Goblins in the Marketplace image
This is the base image that I designed for Goblins in the Marketplace for my substack. It is not a professional cover by a professional artist. I use professional artists for my final covers that go on sale, but on substack I will prefer to put my own creativity to work. I designed this image using the Juggernaut XL9 AI art engine on dezgo.com. I recognize that some people hate AI art, and that is fine. You can do that if you like. I will not stop you. But I will also continue to use it for my own purposes.
I am a writer, and I use that writing to prompt the AI into generating what I want. I wrote the prompts for this piece of art, which is basically an Old World Fantasy market with many colored tents with a blonde fairy woman looking away from the camera, using an abstract style with large brush strokes. I had a number of derivations on that general theme as I experimented to get down to the look that I liked. Different orders, different weights. How to tell the AI that I really mean it when I ask for something. It can sometimes be a challenge.

========

**Exercises to complete**
[1] Retype the note on the Goblins in the Marketplace image from "I am a writer, and" up to and including "be a challenge.".
[2] Answer these questions using the note on the Goblins in the Marketplace image:
(a) Which AI art engine was used to design the image, and on which website?
(b) Who produces the final covers that go on sale?
(c) In what style did the prompts ask for the image to be rendered?
[3] Carry on the note on the Goblins in the Marketplace image from its final sentence.

**Dataset content**
========

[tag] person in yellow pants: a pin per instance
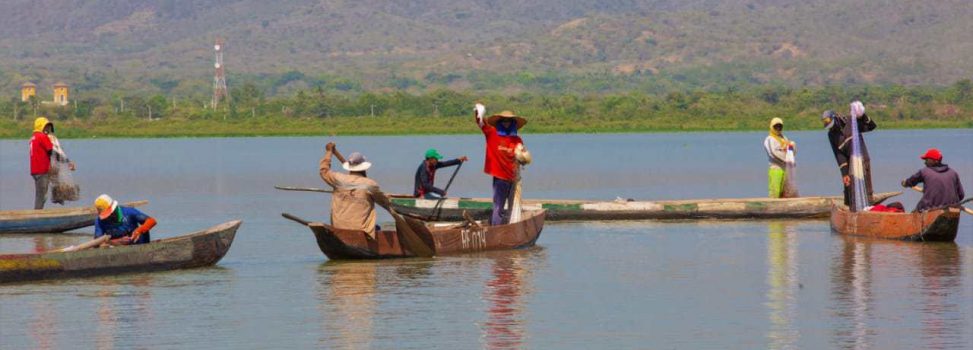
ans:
(776, 147)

========

**Final results**
[1]
I am a writer, and I use that writing to prompt the AI into generating what I want. I wrote the prompts for this piece of art, which is basically an Old World Fantasy market with many colored tents with a blonde fairy woman looking away from the camera, using an abstract style with large brush strokes. I had a number of derivations on that general theme as I experimented to get down to the look that I liked. Different orders, different weights. How to tell the AI that I really mean it when I ask for something. It can sometimes be a challenge.

[2]
(a) The Juggernaut XL9 AI art engine on dezgo.com.
(b) Professional artists.
(c) An abstract style with large brush strokes.

[3]
I ran the final versions of the prompt on four browser windows, using many engines to see what they would look like. Dreamshaper XL was really close, but had a MASSIVE bias towards turning the head so I could see the face. I tried every single prompt I could think of, and even asked others for help, and nothing would stop it from showing a face. I finally picked Juggernaut XL9, which got the hint at least half of the time. I probably ran four to five hundred of instances, throwing out the images that didn’t look like I wanted. I ended up saving around a hundred of them that at least got the general idea right.
Then I scanned for the various artifacts that AI art does. Bad hands, weird proportions. Men wearing tshirts and blue jeans when I asked for Old World Fantasy. All of the crazy that AI puts in. That cut it down to 20 finalists. Of the twenty I liked, I picked one that I liked the best. I used Dezgo AI to double the size of that image, and went into my final cover creation process.
I took that image into Paint Shop Pro, an image editing program I’ve used for literal decades, reformatted it into a different shape, and added the title and my name onto a layer specifically set aside for them so I would not damage the underlying art. It took around a week of rendering images to get the finalists I liked, and then fifteen minutes or so to do the final touches. Ironically, finding a fill color for the lettering that was easily readable across the different colors of the art was a challenge that took a while. It is a rather colorful image, and it took a lot of tries to find colors that worked.
You can check out the final version with text on yesterday’s posting. This is the base file that I wanted to share it with you. It took a long time and a lot of arguing with the AI to get this image. Because I really did mean it when I said I wanted the elegant fairy woman to be looking away from the camera.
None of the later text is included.